SET EXERCISE —
Render every line of the entries below as a numbered list, skipping any blank lines. Leave the pictures out of your answer.
[START]
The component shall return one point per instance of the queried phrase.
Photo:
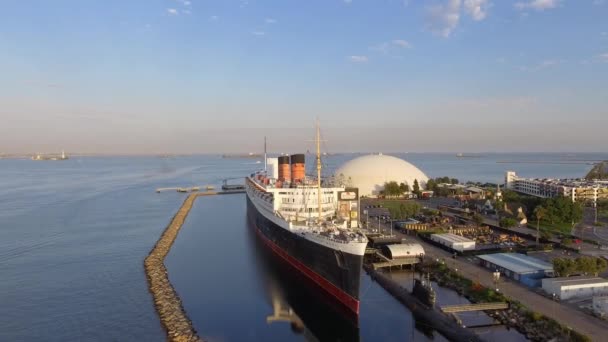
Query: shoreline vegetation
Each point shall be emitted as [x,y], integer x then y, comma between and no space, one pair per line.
[533,325]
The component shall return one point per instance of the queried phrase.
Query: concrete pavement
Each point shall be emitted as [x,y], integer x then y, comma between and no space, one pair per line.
[593,327]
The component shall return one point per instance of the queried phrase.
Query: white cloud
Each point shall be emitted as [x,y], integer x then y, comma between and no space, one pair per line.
[443,19]
[477,9]
[539,5]
[402,43]
[388,47]
[358,59]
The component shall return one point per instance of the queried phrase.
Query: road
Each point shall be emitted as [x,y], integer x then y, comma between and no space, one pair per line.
[566,315]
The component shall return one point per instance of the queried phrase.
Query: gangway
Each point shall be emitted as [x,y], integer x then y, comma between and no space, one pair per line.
[475,307]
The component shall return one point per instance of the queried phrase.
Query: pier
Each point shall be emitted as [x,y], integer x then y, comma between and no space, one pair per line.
[474,307]
[394,262]
[166,300]
[435,319]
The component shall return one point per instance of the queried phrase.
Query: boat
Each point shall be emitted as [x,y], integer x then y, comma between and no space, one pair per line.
[322,242]
[40,156]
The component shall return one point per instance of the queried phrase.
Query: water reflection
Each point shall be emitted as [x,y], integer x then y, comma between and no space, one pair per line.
[296,302]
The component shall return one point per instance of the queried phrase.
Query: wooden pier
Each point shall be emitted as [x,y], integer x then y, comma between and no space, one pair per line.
[474,307]
[393,262]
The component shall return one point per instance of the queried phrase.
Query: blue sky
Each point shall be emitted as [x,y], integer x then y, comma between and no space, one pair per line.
[END]
CORRECT RESPONSE —
1. The component shall return one point per instance of the queried phrase.
2. Photo:
3. Query: shoreline vegetation
4. Each point shall be emitted as [x,y], integer x then y, comma between and no space, one pair per line.
5. [533,325]
6. The component shall return one point per instance of the queried phrase.
7. Query: concrete pavement
8. Each point shall be emitted as [x,y], integer x then y, comma between and no space, one pair per line.
9. [593,327]
10. The component shall return one point per instance of the queried phrase.
11. Query: white cloud
12. Each point shall be emitted as [x,y], integer x then y, comma between and no space, one pair per line.
13. [443,19]
14. [477,9]
15. [539,5]
16. [402,43]
17. [388,47]
18. [358,59]
19. The component shall return one point per instance of the queried phrase.
20. Query: road
21. Each point shall be emitted as [x,y], integer x then y, comma between and no space, one pair per line.
22. [566,315]
23. The component shall return one point per instance of the queried phrase.
24. Query: gangway
25. Each point shall be emitted as [x,y], integer x then y, comma between and no space, one pair per line.
26. [475,307]
27. The component shall return one point per instance of the queried phrase.
28. Query: pier
29. Each point shall be emitted as [x,y], integer x then y, comma between and no space, one pair per line.
30. [474,307]
31. [394,262]
32. [166,300]
33. [435,319]
34. The component shall return one point per instance of the queried phrase.
35. Query: boat
36. Each point shall be emitted as [x,y], integer x then y, comma between and no space, one pair per line.
37. [322,242]
38. [40,156]
39. The component shall return one point per instance of the queried phrase.
40. Query: water reflection
41. Each point shall be emitted as [x,y], integer x then y, comma between and no space, one pair per line.
42. [296,302]
43. The component shall return one point per instance of the queried phrase.
44. Query: wooden pier
45. Each point shall be emitted as [x,y], integer x then y, comma between and no space, one pair per line.
46. [474,307]
47. [393,262]
48. The component shall return one point per instance of the queried phrase.
49. Query: blue sky
50. Each point shall be emitted as [x,y], integer x then y, comma between and no space, one pair per line.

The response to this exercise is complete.